## PROVIDED TEXT
_ _ _

The Law Commission is right to highlight the difficulty in securing prosecutions — according to the most recent statistics, 61,158 rapes were reported to the police in 202021, resulting in 1,557 prosecutions and a mere 1,109 convictions (1.8 per cent of the total reported to the police). Experts in the field have described the current situation as “the decriminalisation of rape”. Similarly, domestic abuse remains tough to prosecute. Last year a report by HM Inspectorate of Constabulary found three-quarters of all domestic abuse cases — including sexual assaults — are closed early without the suspect being charged.

Given the continual trickle of revelations about sexism within the police, such figures are depressing but unsurprising. The government has acknowledged the problem; last year Mr Buckland, Home Secretary Priti Patel and Attorney General Michael Ellis admitted: “The vast majority of victims do not see the crime against them charged and reach a court — one in two victims withdraw from rape investigations… Victims of rape are being failed.”

These grim realities require investment and a system-wide overhaul, not new legislation. Of course, such dull administrative measures would provide fewer opportunities for ambitious politicians to posture. What is lacking are resources, and crucially trust between police and victims. Laws to protect women and girls already exist; they just need to be implemented.

Misogyny can’t be effectively criminalised any more than racism

It doesn’t require the insight of a politician to recognise that the men who rape and beat women are misogynists. But their worldview can’t be effectively criminalised any more than racism can, particularly not in a world where abuse of women in pornography is dismissed as harmless entertainment. Furthermore, the need to prove that behaviour was motivated by hatred of women adds an unnecessary hurdle to justice. As Rape Crisis England and Wales explains in its submission to Law Commission: “A hate crime framework may result in there being distinctions made between ‘misogynistic’ and ‘non-misogynistic’ crimes against women.”

It is worth bearing in mind that sexism is not some free-floating evil that infects men (and women) like a disease. Sexism is systemic. The gap between reality and reporting, and further gulfs between reporting, charge and prosecution, make it clear that every stage of the process works against women. Yet, like a turd that just won’t flush, Creasy insists upon championing variations on “misogyny as a hate crime” as if this will wash away the discrimination that’s etched into the process.

Last week whilst introducing her amendment, Creasy acknowledged some of the issues raised by the Law Commission before lightly brushing them aside, claiming that “making it an offence to harass or intimidate a person based on hostility to their sex or gender” would negate “all the concerns of the Law Commission”. Thankfully it seems others disagreed, and the amendment did not pass.

Increasing numbers of women are turning away from politicians

Creasy is one of a number of “feminist” MPs, who like leading “feminist” organisations, has been shown up by the resurgent, grassroots women’s movement. She claims to believe that a nebulous and indefinable group with feminine gender identities is at risk of violence, which is perpetrated by a nebulous and indefinable group with masculine gender identities. Arguably, woolly campaigns such as “making misogyny a hate crime” are attempts to stay relevant at a time when increasing numbers of women are turning away from politicians who lack the courage to acknowledge that females even exist as a sex.

As an aside, it is telling that Creasy and her compatriots tend to refer to “misogyny” not “sexism”. Misogyny can be dismissed as a few “bad apples”, whereas the structural concept of sexism forces a recognition that the problem stems from the roots of the tree.

The simplistic idea of “misogyny as a hate crime” has a base appeal. A little like the doomed ban on conversion therapy, it sounds good in theory but in practice could make it harder to solve the problem it claims to address. Virtue-signalling on social media is annoying, but when it risks being written into law, it’s dangerous. Ultimately, tinkering with hate crime legislation will do nothing to stop men’s violence, and politicians who refuse to define “women” shouldn’t be trusted to stand-up for them.

_ _ _

## PARTS OF THE EXERCISE
A. Using the passage on misogyny as a hate crime, answer these questions:
(i) According to the most recent statistics cited, how many rapes were reported to the police?
(ii) What proportion of domestic abuse cases did the HM Inspectorate of Constabulary report find were closed early without the suspect being charged?
(iii) Did the amendment Creasy introduced pass?
B. Reproduce the passage on misogyny as a hate crime starting with "It is worth" and going on through "did not pass.", renaming "process" as "system" wherever it occurs.

[Collected data entries]
_ _ _

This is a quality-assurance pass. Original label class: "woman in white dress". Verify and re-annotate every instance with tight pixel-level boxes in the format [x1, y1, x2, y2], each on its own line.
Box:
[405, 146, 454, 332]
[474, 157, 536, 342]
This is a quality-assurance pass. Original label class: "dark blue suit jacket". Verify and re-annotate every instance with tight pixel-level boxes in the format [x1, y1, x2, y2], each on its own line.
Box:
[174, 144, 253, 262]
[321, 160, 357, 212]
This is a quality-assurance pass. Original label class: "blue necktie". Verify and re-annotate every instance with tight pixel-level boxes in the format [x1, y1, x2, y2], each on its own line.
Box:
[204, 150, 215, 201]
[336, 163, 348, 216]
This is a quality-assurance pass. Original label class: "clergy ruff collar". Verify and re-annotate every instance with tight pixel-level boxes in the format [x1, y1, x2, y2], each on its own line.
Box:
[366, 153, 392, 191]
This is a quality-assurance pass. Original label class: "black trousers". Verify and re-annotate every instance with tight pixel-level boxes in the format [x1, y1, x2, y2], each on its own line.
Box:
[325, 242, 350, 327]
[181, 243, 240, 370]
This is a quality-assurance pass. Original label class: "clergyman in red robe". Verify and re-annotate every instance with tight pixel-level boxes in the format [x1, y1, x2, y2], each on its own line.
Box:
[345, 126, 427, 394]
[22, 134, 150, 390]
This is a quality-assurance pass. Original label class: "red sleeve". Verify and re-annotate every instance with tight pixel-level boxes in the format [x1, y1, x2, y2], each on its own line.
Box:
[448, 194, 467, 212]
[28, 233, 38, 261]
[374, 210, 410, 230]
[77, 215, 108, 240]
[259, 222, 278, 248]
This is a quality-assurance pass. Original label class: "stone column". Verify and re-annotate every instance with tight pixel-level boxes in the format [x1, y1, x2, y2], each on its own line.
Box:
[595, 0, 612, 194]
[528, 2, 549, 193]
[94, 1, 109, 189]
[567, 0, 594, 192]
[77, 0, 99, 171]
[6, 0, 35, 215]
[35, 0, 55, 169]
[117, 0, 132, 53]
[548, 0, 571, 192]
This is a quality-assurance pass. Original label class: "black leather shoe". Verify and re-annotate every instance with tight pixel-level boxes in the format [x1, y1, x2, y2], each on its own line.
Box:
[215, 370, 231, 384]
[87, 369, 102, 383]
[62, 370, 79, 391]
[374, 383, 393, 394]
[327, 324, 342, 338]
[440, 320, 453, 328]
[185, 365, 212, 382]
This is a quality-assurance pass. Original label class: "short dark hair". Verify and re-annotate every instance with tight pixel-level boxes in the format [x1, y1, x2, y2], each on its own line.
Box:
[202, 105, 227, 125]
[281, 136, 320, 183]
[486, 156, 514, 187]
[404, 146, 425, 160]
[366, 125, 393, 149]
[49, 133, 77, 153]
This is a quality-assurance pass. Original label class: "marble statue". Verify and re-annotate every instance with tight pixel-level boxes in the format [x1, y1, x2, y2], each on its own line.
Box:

_ _ _

## RESULTS BY TASK
A.
(i) 61,158
(ii) Three-quarters
(iii) No, it did not pass.

B.
It is worth bearing in mind that sexism is not some free-floating evil that infects men (and women) like a disease. Sexism is systemic. The gap between reality and reporting, and further gulfs between reporting, charge and prosecution, make it clear that every stage of the system works against women. Yet, like a turd that just won’t flush, Creasy insists upon championing variations on “misogyny as a hate crime” as if this will wash away the discrimination that’s etched into the system.

Last week whilst introducing her amendment, Creasy acknowledged some of the issues raised by the Law Commission before lightly brushing them aside, claiming that “making it an offence to harass or intimidate a person based on hostility to their sex or gender” would negate “all the concerns of the Law Commission”. Thankfully it seems others disagreed, and the amendment did not pass.